--- start STORED ROWS ---
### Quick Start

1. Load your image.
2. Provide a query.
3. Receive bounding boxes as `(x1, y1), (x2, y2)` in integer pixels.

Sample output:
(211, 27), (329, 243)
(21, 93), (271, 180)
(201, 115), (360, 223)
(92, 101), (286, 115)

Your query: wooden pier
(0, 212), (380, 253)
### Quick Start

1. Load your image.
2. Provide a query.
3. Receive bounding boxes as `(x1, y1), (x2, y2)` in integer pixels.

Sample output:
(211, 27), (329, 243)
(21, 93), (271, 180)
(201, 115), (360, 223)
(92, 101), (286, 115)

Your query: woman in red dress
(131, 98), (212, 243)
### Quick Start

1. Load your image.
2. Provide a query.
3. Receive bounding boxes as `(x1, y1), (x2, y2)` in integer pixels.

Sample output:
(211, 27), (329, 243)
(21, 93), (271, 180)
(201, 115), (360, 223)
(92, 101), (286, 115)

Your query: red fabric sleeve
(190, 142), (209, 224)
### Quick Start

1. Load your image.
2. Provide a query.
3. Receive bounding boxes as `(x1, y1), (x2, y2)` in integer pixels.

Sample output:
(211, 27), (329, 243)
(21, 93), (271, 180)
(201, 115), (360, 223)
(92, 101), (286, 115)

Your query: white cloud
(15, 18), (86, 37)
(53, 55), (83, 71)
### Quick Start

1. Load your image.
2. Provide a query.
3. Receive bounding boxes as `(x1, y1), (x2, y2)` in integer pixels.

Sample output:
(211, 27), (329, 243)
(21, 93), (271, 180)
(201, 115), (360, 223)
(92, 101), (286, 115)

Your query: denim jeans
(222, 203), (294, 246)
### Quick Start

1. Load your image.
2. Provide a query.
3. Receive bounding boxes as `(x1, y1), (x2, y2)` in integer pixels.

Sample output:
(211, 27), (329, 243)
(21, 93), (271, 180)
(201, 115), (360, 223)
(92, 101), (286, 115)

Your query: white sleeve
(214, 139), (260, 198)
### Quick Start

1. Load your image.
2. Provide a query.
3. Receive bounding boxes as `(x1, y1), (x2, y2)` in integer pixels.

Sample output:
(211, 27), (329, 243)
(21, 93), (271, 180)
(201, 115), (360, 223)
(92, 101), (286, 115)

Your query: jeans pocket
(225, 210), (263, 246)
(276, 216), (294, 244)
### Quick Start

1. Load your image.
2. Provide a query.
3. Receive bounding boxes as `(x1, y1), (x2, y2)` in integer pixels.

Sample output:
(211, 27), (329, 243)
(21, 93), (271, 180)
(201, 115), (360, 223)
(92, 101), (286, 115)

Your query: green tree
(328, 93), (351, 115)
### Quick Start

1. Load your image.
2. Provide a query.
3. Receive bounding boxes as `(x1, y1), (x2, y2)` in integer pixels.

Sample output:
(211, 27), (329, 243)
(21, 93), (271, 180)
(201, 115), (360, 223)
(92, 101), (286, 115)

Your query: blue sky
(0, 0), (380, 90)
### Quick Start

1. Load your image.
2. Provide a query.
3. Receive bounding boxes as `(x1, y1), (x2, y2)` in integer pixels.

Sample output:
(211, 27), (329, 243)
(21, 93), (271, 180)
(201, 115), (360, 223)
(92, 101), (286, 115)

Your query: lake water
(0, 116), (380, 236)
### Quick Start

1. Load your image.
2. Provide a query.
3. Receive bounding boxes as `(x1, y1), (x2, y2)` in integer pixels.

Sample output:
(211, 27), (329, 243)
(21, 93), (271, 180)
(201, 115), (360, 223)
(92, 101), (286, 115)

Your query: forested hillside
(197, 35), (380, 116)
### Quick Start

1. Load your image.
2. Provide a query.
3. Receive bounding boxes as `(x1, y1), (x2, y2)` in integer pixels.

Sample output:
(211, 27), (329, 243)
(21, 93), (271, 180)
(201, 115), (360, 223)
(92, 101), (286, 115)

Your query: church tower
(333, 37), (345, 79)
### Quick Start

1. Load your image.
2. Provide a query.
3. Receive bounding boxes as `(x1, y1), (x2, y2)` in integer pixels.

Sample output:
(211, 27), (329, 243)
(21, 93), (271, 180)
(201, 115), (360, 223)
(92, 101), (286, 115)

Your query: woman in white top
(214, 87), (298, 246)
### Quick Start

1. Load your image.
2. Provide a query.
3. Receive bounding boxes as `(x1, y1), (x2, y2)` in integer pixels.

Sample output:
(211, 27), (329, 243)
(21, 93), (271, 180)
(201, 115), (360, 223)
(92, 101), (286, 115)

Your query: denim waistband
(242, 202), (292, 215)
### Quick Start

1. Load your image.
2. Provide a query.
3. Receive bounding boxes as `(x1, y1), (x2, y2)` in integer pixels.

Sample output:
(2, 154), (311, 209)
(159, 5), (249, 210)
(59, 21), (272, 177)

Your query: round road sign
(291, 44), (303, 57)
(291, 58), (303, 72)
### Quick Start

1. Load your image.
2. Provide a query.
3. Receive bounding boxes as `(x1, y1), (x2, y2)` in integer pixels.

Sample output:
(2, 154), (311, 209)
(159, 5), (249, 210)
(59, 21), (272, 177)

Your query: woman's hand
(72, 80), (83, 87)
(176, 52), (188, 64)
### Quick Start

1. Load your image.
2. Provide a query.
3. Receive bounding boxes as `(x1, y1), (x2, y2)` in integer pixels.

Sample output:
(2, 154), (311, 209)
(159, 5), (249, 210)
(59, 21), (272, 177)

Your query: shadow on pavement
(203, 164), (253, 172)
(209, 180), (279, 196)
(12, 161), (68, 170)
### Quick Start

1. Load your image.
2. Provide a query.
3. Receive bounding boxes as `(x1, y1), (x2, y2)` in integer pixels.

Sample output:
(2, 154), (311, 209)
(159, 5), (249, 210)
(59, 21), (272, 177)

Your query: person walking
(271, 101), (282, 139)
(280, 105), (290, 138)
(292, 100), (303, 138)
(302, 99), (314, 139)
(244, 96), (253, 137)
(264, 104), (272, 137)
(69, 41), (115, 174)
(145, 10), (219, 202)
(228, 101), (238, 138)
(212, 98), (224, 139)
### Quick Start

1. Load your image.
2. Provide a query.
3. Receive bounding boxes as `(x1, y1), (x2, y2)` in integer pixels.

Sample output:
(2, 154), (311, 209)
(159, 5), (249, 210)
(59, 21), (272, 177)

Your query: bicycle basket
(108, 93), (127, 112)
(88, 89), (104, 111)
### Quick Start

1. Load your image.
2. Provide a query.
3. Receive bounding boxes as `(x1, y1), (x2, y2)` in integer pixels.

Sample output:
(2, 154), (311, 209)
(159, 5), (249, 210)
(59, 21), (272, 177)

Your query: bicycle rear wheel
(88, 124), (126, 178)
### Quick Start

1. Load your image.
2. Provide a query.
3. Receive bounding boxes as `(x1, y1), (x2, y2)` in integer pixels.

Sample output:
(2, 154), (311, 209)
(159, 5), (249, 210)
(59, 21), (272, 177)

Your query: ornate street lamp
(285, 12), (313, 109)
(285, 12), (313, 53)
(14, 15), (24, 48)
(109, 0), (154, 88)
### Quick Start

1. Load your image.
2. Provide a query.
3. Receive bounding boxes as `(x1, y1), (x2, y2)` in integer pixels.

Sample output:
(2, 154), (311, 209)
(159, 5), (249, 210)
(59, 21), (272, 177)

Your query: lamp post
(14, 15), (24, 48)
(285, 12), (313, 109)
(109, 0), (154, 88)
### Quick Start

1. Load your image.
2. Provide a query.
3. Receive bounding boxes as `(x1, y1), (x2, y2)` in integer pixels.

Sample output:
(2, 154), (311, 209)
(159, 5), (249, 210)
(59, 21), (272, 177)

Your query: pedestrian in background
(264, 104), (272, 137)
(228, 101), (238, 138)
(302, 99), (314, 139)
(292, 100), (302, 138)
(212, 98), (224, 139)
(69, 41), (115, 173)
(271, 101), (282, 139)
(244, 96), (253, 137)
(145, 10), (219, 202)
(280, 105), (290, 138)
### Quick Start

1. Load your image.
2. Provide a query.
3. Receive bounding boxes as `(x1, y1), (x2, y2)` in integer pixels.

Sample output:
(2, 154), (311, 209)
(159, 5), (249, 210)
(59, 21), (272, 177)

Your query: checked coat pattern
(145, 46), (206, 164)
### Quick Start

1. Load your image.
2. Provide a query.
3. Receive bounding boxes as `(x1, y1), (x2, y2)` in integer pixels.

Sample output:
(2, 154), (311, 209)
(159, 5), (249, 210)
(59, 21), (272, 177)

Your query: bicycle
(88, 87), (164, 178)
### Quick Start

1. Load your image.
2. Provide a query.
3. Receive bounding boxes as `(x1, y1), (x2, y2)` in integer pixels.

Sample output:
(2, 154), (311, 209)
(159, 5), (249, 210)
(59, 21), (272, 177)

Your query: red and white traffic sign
--- end STORED ROWS ---
◆ GIVEN EXERCISE ◆
Gather every line of the entries above that contains the word "sleeve", copying each one as it appears. Case counts.

◆ RESULT OF THIS TASK ◆
Your query: red fabric sleeve
Your query: white sleeve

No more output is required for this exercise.